■ **GOAL OF THE EXERCISE**:
Once the pictures are removed, restate the data below word for word.

■ **Dataset entries**:
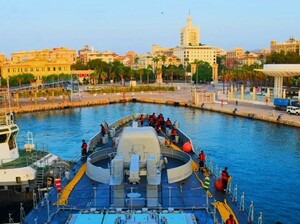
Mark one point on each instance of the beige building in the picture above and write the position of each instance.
(55, 54)
(39, 63)
(189, 35)
(86, 54)
(190, 48)
(291, 45)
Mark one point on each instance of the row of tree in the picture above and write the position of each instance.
(116, 71)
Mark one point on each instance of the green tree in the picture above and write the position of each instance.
(79, 66)
(203, 72)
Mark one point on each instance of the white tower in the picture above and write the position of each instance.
(189, 35)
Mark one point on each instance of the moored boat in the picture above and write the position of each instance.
(136, 174)
(22, 171)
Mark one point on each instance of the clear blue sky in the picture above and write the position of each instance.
(121, 26)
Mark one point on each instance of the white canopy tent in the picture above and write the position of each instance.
(280, 71)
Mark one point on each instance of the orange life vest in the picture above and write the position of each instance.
(174, 132)
(201, 157)
(224, 175)
(168, 123)
(230, 221)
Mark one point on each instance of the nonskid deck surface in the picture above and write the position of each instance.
(87, 195)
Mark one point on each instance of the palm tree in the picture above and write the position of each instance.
(163, 59)
(155, 61)
(136, 61)
(103, 76)
(94, 77)
(141, 72)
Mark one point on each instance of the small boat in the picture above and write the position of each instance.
(135, 173)
(22, 171)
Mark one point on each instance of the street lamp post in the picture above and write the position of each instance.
(197, 74)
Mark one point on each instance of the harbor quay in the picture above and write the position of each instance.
(184, 95)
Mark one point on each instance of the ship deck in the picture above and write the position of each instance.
(25, 159)
(90, 201)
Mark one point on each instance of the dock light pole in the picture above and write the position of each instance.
(170, 195)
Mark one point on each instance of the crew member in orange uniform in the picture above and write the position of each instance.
(225, 177)
(230, 220)
(201, 159)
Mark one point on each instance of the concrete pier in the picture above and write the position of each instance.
(180, 97)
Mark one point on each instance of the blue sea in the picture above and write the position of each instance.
(263, 158)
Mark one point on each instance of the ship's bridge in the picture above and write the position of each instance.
(139, 141)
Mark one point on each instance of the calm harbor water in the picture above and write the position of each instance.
(263, 158)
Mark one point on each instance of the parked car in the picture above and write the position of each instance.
(293, 110)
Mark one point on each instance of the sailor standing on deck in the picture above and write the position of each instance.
(230, 220)
(83, 149)
(225, 177)
(201, 160)
(103, 130)
(142, 119)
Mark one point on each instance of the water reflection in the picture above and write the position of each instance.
(263, 158)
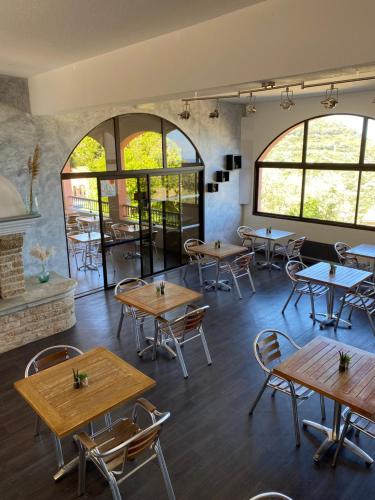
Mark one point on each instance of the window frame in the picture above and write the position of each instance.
(359, 167)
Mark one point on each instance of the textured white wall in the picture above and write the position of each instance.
(260, 129)
(272, 39)
(58, 135)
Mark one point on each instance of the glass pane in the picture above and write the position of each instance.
(140, 142)
(370, 142)
(334, 139)
(280, 191)
(190, 199)
(96, 152)
(287, 147)
(179, 149)
(366, 207)
(330, 195)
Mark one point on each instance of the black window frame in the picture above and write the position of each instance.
(303, 165)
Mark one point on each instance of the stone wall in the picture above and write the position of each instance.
(58, 135)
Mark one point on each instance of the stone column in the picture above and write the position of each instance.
(12, 280)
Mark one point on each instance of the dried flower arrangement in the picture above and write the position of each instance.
(33, 168)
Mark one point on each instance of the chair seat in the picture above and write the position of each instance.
(315, 289)
(283, 386)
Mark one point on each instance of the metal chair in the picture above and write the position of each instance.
(184, 329)
(136, 316)
(46, 358)
(267, 351)
(239, 267)
(113, 448)
(360, 424)
(341, 249)
(302, 287)
(362, 299)
(290, 251)
(271, 496)
(244, 232)
(201, 261)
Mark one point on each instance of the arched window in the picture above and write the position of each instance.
(320, 170)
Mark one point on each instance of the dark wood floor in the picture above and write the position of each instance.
(212, 448)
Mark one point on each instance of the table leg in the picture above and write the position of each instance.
(333, 436)
(329, 318)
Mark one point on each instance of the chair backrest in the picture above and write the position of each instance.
(192, 242)
(267, 347)
(295, 247)
(292, 267)
(51, 356)
(270, 496)
(189, 322)
(128, 284)
(341, 248)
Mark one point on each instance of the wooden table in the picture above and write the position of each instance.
(273, 236)
(112, 382)
(344, 277)
(225, 250)
(147, 299)
(365, 250)
(316, 366)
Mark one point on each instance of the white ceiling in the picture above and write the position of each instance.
(39, 35)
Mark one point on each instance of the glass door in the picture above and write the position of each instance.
(125, 228)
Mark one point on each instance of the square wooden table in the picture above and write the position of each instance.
(225, 250)
(316, 366)
(147, 299)
(364, 250)
(112, 382)
(344, 277)
(274, 235)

■ **SOLUTION TO THIS PROBLEM**:
Mark one point on each instance of the beige building in the picture above and write the position of each instance.
(55, 54)
(39, 63)
(189, 35)
(86, 54)
(190, 48)
(291, 45)
Mark one point on each instance of the row of tree in the picture above and write the position of each instance.
(116, 71)
Mark one point on each instance of the green tree in the picture above and write the position of each instance.
(79, 66)
(203, 72)
Mark one point on each instance of the white tower in the picture above and write the position of each instance.
(189, 35)
Mark one point on each instance of the moored boat in the picture above and write the position of each instance.
(136, 174)
(22, 171)
Mark one point on each instance of the clear blue sky in the picture above and write the position of each instance.
(121, 26)
Mark one point on each instance of the white canopy tent in the picture above and write the position of each instance.
(280, 71)
Mark one point on each instance of the orange life vest in the picture above and write the position of each instance.
(174, 132)
(201, 157)
(224, 175)
(168, 123)
(230, 221)
Mark one point on each instance of the nonskid deck surface in the picture above and write the position of each instance.
(87, 195)
Mark one point on each instance of the palm tree in the picture above and write the position of each instance.
(163, 59)
(155, 61)
(136, 61)
(103, 76)
(94, 77)
(141, 72)
Mark one point on each instance of the small boat in the picture above and write the position of each instance.
(135, 173)
(22, 171)
Mark one point on each instance of the street lamp post in the picture above and write the position of each instance.
(197, 74)
Mark one point on each instance of the harbor quay in the picture above and write the position of each instance.
(184, 95)
Mark one point on each instance of the ship deck in the picture above and write the position of each instance.
(25, 159)
(90, 201)
Mark one point on each instance of the dock light pole in the picture above and write the position of each instance.
(170, 195)
Mark one point on each instance of the crew member in orange uniform in the picture above and write the position of each instance.
(225, 177)
(230, 220)
(201, 159)
Mark one point on each instance of the concrete pier in the picture above and write the position of each instance.
(180, 97)
Mark one point on each instance of the blue sea in the picture above and write the position of each instance.
(263, 158)
Mark one point on each instance of the ship's bridge in the picture above and write the position of each instance.
(139, 141)
Mark one point on each instance of the calm harbor water in the picture above and write the position of each instance.
(263, 158)
Mark one point on each instance of the parked car in the picture above and write the position of each instance.
(293, 110)
Mark one point on each instance of the sailor standing on deck in the picture above and write the position of each instance.
(230, 220)
(83, 149)
(225, 177)
(201, 160)
(103, 130)
(142, 119)
Mark one point on each instance of the water reflection in the picture above and write the position of each instance.
(263, 158)
Mark one point on each instance of the window frame in the picture above and write the position of each instance.
(359, 167)
Mark one point on each instance of the textured white wall in the picture above and write the position of each instance.
(260, 129)
(272, 39)
(58, 135)
Mark one point on each instance of the glass pane in the picture above and write the position of each instance.
(140, 142)
(370, 142)
(334, 139)
(280, 191)
(190, 199)
(96, 152)
(287, 147)
(179, 149)
(366, 207)
(330, 195)
Mark one point on each instance of the black window frame in the picture above and write the position of each instance.
(303, 165)
Mark one point on each instance of the stone wall in the picture above and write the position of each instance.
(58, 135)
Mark one point on each instance of the stone column in the picture above and write the position of each instance.
(12, 280)
Mark one point on each instance of the dried flower arrangement in the picture above and write the position of each instance.
(33, 168)
Mark one point on each instance of the chair seat in the picture above and write the position of each instance.
(315, 289)
(283, 386)
Mark one point on each instance of the metal chair in the picture above and write the position of each instance.
(184, 329)
(136, 316)
(46, 358)
(267, 351)
(239, 267)
(113, 448)
(360, 424)
(341, 249)
(302, 287)
(362, 299)
(290, 251)
(271, 496)
(244, 232)
(201, 261)
Mark one point on each instance of the arched window in the picture above and write the position of each instance.
(320, 170)
Mark one point on each instance of the dark wood floor in the picture above and write the position of each instance.
(212, 448)
Mark one point on each instance of the table leg in the picture above and write the position of each instance.
(333, 436)
(329, 318)
Mark one point on each instance of the chair backrest in the picture above and write the position of each instance.
(192, 242)
(267, 347)
(295, 247)
(292, 267)
(51, 356)
(270, 496)
(189, 322)
(128, 284)
(341, 248)
Mark one point on each instance of the wooden table in the picture above and write the position of each instance.
(273, 236)
(112, 382)
(344, 277)
(225, 250)
(147, 299)
(365, 250)
(316, 366)
Mark one point on each instance of the white ceiling in the picture above and write the position of each instance.
(39, 35)
Mark one point on each instance of the glass door in the picture above and write the position of each instance.
(125, 228)
Mark one point on each instance of the square wooden table in the picture above and write the position of each instance.
(225, 250)
(316, 366)
(147, 299)
(364, 250)
(112, 382)
(344, 277)
(274, 235)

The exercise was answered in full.